__Exercise objective__.
Present every line of the items below as a Markdown table with two columns, Row for the row number and Line for the line itself, and omit any blank lines.

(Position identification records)
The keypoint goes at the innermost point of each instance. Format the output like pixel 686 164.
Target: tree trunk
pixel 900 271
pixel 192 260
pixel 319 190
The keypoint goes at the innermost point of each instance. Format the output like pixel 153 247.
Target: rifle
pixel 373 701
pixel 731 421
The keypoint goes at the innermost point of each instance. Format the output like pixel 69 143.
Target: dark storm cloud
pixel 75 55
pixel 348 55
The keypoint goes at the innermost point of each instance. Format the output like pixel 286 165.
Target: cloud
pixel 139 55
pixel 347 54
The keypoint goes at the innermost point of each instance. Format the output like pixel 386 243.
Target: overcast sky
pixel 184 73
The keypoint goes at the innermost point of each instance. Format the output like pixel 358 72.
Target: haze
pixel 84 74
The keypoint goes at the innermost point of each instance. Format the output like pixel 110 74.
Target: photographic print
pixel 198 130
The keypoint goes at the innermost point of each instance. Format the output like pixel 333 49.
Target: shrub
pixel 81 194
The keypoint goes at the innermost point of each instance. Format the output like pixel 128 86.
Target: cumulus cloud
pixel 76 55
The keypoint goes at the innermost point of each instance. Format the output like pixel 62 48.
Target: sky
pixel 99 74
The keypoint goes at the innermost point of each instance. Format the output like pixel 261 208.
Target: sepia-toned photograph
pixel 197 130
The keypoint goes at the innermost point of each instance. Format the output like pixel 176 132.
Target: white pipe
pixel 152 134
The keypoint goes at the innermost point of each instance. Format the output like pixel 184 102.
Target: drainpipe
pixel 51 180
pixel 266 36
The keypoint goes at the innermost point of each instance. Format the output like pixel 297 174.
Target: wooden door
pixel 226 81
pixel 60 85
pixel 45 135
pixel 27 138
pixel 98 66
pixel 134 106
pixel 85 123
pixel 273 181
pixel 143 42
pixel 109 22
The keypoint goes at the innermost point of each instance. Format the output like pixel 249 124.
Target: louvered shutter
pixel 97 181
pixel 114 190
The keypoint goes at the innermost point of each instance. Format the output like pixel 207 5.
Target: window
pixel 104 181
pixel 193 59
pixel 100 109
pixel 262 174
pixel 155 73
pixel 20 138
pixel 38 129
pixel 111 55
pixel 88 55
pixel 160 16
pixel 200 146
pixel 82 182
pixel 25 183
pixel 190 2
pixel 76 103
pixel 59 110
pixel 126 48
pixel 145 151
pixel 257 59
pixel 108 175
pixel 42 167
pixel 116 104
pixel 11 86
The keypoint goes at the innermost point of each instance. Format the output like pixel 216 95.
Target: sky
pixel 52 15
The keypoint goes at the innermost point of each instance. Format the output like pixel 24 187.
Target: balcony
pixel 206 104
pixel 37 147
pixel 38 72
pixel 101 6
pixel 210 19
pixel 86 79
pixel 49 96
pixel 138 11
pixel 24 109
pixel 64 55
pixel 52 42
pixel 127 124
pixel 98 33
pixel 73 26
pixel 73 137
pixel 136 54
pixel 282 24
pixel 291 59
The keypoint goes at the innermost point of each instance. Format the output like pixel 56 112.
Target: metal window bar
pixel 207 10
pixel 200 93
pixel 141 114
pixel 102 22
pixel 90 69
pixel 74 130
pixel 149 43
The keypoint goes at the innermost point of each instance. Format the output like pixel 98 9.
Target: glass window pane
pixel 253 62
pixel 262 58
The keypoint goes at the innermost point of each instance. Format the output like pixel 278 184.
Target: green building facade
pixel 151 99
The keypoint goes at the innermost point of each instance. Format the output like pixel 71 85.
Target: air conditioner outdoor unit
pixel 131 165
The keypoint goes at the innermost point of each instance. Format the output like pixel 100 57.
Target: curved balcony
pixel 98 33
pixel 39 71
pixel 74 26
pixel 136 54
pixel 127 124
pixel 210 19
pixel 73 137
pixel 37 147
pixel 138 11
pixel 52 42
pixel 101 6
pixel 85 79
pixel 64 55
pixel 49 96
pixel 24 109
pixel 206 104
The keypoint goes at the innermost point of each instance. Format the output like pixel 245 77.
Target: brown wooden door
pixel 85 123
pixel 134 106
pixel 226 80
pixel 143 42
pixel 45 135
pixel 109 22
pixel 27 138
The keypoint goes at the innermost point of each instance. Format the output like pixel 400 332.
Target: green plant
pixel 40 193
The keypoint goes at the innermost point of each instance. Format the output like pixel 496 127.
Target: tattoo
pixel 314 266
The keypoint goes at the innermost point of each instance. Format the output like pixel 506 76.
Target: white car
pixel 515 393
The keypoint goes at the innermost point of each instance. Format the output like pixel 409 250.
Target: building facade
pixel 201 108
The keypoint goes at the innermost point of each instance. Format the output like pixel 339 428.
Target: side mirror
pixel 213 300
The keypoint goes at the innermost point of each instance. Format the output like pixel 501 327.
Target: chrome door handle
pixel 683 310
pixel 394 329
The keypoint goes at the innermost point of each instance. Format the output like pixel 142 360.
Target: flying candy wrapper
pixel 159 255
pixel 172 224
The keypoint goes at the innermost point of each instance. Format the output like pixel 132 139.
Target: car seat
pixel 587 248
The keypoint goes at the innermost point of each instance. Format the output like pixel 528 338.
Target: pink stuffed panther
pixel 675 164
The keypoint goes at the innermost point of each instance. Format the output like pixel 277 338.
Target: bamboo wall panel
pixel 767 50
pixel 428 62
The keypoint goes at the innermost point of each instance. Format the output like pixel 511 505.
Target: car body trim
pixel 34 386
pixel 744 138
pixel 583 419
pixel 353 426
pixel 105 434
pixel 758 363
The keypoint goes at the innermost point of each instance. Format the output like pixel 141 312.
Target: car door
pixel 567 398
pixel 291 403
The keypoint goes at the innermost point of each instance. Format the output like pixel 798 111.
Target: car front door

__Written response__.
| Row | Line |
|---|---|
| 1 | The keypoint goes at the innermost point of each instance. Format the output like pixel 686 164. |
| 2 | Target: tree trunk |
| 3 | pixel 900 271 |
| 4 | pixel 192 260 |
| 5 | pixel 319 190 |
| 6 | The keypoint goes at the innermost point of each instance. Format the output like pixel 153 247. |
| 7 | Target: rifle |
| 8 | pixel 373 701 |
| 9 | pixel 731 421 |
| 10 | The keypoint goes at the innermost point of each instance. Format the output like pixel 69 143. |
| 11 | Target: dark storm cloud |
| 12 | pixel 75 55 |
| 13 | pixel 348 55 |
| 14 | The keypoint goes at the innermost point of each instance. Format the output like pixel 286 165. |
| 15 | Target: cloud |
| 16 | pixel 139 55 |
| 17 | pixel 347 54 |
| 18 | The keypoint goes at the innermost point of each instance. Format the output like pixel 386 243. |
| 19 | Target: overcast sky |
| 20 | pixel 184 73 |
| 21 | The keypoint goes at the innermost point of each instance. Format the output like pixel 358 72. |
| 22 | Target: haze |
| 23 | pixel 84 74 |
| 24 | The keypoint goes at the innermost point of each instance. Format the output like pixel 110 74. |
| 25 | Target: photographic print |
| 26 | pixel 198 130 |
| 27 | The keypoint goes at the innermost point of each instance. Format the output like pixel 333 49. |
| 28 | Target: shrub |
| 29 | pixel 81 194 |
| 30 | The keypoint goes at the innermost point of each instance. Format the output like pixel 128 86. |
| 31 | Target: cumulus cloud |
| 32 | pixel 76 55 |
| 33 | The keypoint goes at the innermost point of each instance. Format the output like pixel 62 48. |
| 34 | Target: sky |
| 35 | pixel 99 74 |
| 36 | The keypoint goes at the innermost point of each instance. Format the output like pixel 261 208. |
| 37 | Target: sepia-toned photograph |
| 38 | pixel 197 130 |
| 39 | The keypoint goes at the innermost point of each instance. Format the output like pixel 176 132. |
| 40 | Target: white pipe |
| 41 | pixel 152 134 |
| 42 | The keypoint goes at the innermost point of each instance. Format the output like pixel 184 102. |
| 43 | Target: drainpipe |
| 44 | pixel 51 180 |
| 45 | pixel 266 36 |
| 46 | The keypoint goes at the innermost point of each instance. Format the output like pixel 297 174. |
| 47 | Target: wooden door |
| 48 | pixel 226 81 |
| 49 | pixel 60 85 |
| 50 | pixel 45 135 |
| 51 | pixel 27 138 |
| 52 | pixel 98 66 |
| 53 | pixel 134 106 |
| 54 | pixel 85 123 |
| 55 | pixel 273 181 |
| 56 | pixel 143 42 |
| 57 | pixel 109 22 |
| 58 | The keypoint goes at the innermost point of each instance. Format the output like pixel 249 124. |
| 59 | Target: louvered shutter |
| 60 | pixel 97 181 |
| 61 | pixel 114 190 |
| 62 | The keypoint goes at the innermost point of each instance. Format the output like pixel 207 5. |
| 63 | Target: window |
| 64 | pixel 104 181 |
| 65 | pixel 193 59 |
| 66 | pixel 100 109 |
| 67 | pixel 262 174 |
| 68 | pixel 155 73 |
| 69 | pixel 20 138 |
| 70 | pixel 38 129 |
| 71 | pixel 111 55 |
| 72 | pixel 88 55 |
| 73 | pixel 160 16 |
| 74 | pixel 200 146 |
| 75 | pixel 82 182 |
| 76 | pixel 25 183 |
| 77 | pixel 190 2 |
| 78 | pixel 76 103 |
| 79 | pixel 59 110 |
| 80 | pixel 126 48 |
| 81 | pixel 145 151 |
| 82 | pixel 257 59 |
| 83 | pixel 108 175 |
| 84 | pixel 42 167 |
| 85 | pixel 116 104 |
| 86 | pixel 11 86 |
| 87 | The keypoint goes at the innermost point of each instance. Format the output like pixel 216 95. |
| 88 | Target: sky |
| 89 | pixel 52 15 |
| 90 | The keypoint goes at the innermost point of each instance. Format the output like pixel 24 187. |
| 91 | Target: balcony |
| 92 | pixel 206 104 |
| 93 | pixel 37 147 |
| 94 | pixel 38 72 |
| 95 | pixel 101 6 |
| 96 | pixel 210 19 |
| 97 | pixel 86 79 |
| 98 | pixel 49 96 |
| 99 | pixel 138 11 |
| 100 | pixel 24 109 |
| 101 | pixel 64 55 |
| 102 | pixel 52 42 |
| 103 | pixel 127 124 |
| 104 | pixel 98 33 |
| 105 | pixel 73 26 |
| 106 | pixel 73 137 |
| 107 | pixel 136 54 |
| 108 | pixel 282 24 |
| 109 | pixel 291 59 |
| 110 | The keypoint goes at the innermost point of each instance. Format the output like pixel 56 112. |
| 111 | Target: metal window bar |
| 112 | pixel 207 10 |
| 113 | pixel 200 93 |
| 114 | pixel 141 114 |
| 115 | pixel 102 22 |
| 116 | pixel 90 69 |
| 117 | pixel 74 130 |
| 118 | pixel 149 43 |
| 119 | The keypoint goes at the innermost point of each instance. Format the output like pixel 98 9. |
| 120 | Target: glass window pane |
| 121 | pixel 253 62 |
| 122 | pixel 262 58 |
| 123 | The keypoint goes at the innermost point of each instance. Format the output like pixel 278 184. |
| 124 | Target: green building facade |
| 125 | pixel 151 99 |
| 126 | The keypoint goes at the innermost point of each instance. Format the output like pixel 71 85. |
| 127 | Target: air conditioner outdoor unit |
| 128 | pixel 131 165 |
| 129 | The keypoint goes at the innermost point of each instance. Format the output like pixel 100 57. |
| 130 | Target: curved balcony |
| 131 | pixel 98 33 |
| 132 | pixel 39 71 |
| 133 | pixel 74 26 |
| 134 | pixel 136 54 |
| 135 | pixel 127 124 |
| 136 | pixel 210 19 |
| 137 | pixel 73 137 |
| 138 | pixel 37 147 |
| 139 | pixel 138 11 |
| 140 | pixel 52 42 |
| 141 | pixel 101 6 |
| 142 | pixel 85 79 |
| 143 | pixel 64 55 |
| 144 | pixel 49 96 |
| 145 | pixel 24 109 |
| 146 | pixel 206 104 |
| 147 | The keypoint goes at the innermost point of each instance. Format the output like pixel 245 77. |
| 148 | Target: brown wooden door |
| 149 | pixel 85 123 |
| 150 | pixel 134 106 |
| 151 | pixel 226 80 |
| 152 | pixel 143 42 |
| 153 | pixel 45 135 |
| 154 | pixel 109 22 |
| 155 | pixel 27 138 |
| 156 | The keypoint goes at the innermost point of each instance. Format the output like pixel 400 332. |
| 157 | Target: green plant |
| 158 | pixel 40 193 |
| 159 | The keypoint goes at the innermost point of each instance. Format the output like pixel 496 127. |
| 160 | Target: tattoo |
| 161 | pixel 314 266 |
| 162 | The keypoint goes at the innermost point of each instance. Format the output like pixel 506 76. |
| 163 | Target: white car |
| 164 | pixel 515 393 |
| 165 | The keypoint goes at the innermost point of each instance. Format the output like pixel 409 250. |
| 166 | Target: building facade |
| 167 | pixel 201 108 |
| 168 | The keypoint goes at the innermost point of each instance. Format the output like pixel 339 428. |
| 169 | Target: side mirror |
| 170 | pixel 213 300 |
| 171 | The keypoint goes at the innermost point of each instance. Format the output like pixel 501 327. |
| 172 | Target: chrome door handle |
| 173 | pixel 683 310 |
| 174 | pixel 394 329 |
| 175 | The keypoint goes at the innermost point of each instance. Format the output like pixel 142 360. |
| 176 | Target: flying candy wrapper |
| 177 | pixel 159 255 |
| 178 | pixel 172 224 |
| 179 | The keypoint goes at the innermost point of each instance. Format the output like pixel 132 139. |
| 180 | Target: car seat |
| 181 | pixel 587 248 |
| 182 | The keypoint goes at the innermost point of each instance. Format the output like pixel 528 338. |
| 183 | Target: pink stuffed panther |
| 184 | pixel 675 164 |
| 185 | The keypoint goes at the innermost point of each instance. Format the output like pixel 277 338. |
| 186 | Target: bamboo wall panel |
| 187 | pixel 767 50 |
| 188 | pixel 428 62 |
| 189 | The keypoint goes at the innermost point of each instance. Format the output like pixel 511 505. |
| 190 | Target: car body trim |
| 191 | pixel 34 386 |
| 192 | pixel 744 138 |
| 193 | pixel 583 419 |
| 194 | pixel 353 426 |
| 195 | pixel 105 434 |
| 196 | pixel 758 363 |
| 197 | The keypoint goes at the innermost point of each instance. Format the output like pixel 141 312. |
| 198 | Target: car door |
| 199 | pixel 567 398 |
| 200 | pixel 291 403 |
| 201 | The keypoint goes at the innermost point of each instance. Format the output like pixel 798 111. |
| 202 | Target: car front door |